■ **DIRECTIONS**
In the passage on doping quantum-dot solar cells, set down word for word the stretch that begins at "Remote doping of" and stops after "high-performance photovoltaic devices.".

■ **SELECTED EXCERPT**
╭──
Remote doping of colloidal quantum-dot solar cells by altering their light-harvesting (left) or hole-transporting layer (right). (IMage: KAUST)
CQDs, such as lead sulfide, are readily processed in solution and benefit from highly tunable and narrow light-emission ranges, depending on their size and composition. “This makes them compelling building blocks for light-harvesting, detection, and emission technologies,” says materials engineer, Aram Amassian, who led the team. Recent breakthroughs in solution-phase exchange and device engineering, such as large-area, lost-cost techniques that use ink-based coating and printing for material deposition, mean that CQD solar cells hold potential for high-performance photovoltaic devices.
The CQD surface chemistry serves multiple, simultaneous and often competing purposes: these include stabilizing the colloidal ink and maintaining nanoparticle cohesion in the solid. However, according to Amassian, existing approaches cannot fully passivate or dope CQDs without inadvertently affecting other properties, especially their photovoltaic response. “Chemical modifications also tend to involve intricate surface chemistry,” he adds.
In response, Amassian’s team, in collaboration with Georgia Institute of Technology, USA, and the University of Toronto, Canada, has devised a mild, single-step approach that incorporates molecular dopants into solar cells. “The dopant molecules do not chemically bind to the CQD surface but remotely transfer charges to it,” explains PhD candidate Ahmad R. Kirmani, who selected the molecules and designed the protocols.
╰──
■ **DATA LISTING**
╭──
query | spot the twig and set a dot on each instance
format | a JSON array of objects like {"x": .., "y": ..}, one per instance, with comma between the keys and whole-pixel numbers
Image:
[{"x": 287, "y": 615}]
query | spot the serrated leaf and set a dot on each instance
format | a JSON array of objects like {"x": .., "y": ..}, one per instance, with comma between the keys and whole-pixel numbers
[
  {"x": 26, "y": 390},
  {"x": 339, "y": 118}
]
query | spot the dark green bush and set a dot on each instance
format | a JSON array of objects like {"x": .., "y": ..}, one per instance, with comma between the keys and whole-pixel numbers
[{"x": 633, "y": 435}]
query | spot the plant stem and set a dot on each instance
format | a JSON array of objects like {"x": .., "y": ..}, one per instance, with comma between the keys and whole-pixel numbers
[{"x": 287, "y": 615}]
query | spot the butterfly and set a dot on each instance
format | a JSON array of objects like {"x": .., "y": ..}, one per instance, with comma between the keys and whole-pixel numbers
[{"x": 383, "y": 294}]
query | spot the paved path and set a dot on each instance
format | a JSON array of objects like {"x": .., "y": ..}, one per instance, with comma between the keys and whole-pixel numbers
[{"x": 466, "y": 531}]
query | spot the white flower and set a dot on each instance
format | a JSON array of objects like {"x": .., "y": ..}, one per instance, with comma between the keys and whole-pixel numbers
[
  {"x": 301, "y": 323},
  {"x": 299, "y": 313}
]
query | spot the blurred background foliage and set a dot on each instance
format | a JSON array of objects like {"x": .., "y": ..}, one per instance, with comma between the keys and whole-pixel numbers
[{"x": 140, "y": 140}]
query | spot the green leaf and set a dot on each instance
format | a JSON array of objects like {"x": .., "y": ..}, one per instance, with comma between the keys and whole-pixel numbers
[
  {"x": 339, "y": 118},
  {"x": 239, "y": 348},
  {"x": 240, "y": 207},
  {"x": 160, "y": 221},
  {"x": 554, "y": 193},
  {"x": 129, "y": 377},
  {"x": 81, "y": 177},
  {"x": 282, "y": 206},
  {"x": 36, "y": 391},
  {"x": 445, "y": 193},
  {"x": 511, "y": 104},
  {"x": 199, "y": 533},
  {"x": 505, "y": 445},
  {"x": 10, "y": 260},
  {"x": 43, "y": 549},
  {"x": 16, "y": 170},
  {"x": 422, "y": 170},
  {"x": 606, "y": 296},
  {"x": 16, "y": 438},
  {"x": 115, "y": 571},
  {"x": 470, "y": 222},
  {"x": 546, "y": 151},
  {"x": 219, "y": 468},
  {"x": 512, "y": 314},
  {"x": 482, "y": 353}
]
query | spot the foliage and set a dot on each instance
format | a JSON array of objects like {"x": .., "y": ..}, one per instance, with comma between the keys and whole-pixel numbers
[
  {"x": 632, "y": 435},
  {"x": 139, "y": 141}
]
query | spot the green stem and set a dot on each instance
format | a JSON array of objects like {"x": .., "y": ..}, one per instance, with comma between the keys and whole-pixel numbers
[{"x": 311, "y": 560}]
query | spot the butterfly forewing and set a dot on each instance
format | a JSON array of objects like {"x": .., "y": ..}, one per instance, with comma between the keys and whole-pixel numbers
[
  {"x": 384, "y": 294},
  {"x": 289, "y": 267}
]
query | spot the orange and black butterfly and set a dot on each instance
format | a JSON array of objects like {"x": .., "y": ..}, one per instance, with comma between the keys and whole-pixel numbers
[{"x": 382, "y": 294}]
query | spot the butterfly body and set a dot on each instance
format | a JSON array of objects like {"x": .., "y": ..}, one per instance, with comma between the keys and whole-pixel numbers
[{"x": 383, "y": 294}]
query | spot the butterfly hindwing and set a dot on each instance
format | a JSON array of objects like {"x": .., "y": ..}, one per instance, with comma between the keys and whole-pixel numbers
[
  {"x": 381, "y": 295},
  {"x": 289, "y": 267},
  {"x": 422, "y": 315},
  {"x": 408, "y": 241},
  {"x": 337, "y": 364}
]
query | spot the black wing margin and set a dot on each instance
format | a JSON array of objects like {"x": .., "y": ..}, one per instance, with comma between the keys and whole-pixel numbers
╰──
■ **EXERCISE RESULT**
Remote doping of colloidal quantum-dot solar cells by altering their light-harvesting (left) or hole-transporting layer (right). (IMage: KAUST)
CQDs, such as lead sulfide, are readily processed in solution and benefit from highly tunable and narrow light-emission ranges, depending on their size and composition. “This makes them compelling building blocks for light-harvesting, detection, and emission technologies,” says materials engineer, Aram Amassian, who led the team. Recent breakthroughs in solution-phase exchange and device engineering, such as large-area, lost-cost techniques that use ink-based coating and printing for material deposition, mean that CQD solar cells hold potential for high-performance photovoltaic devices.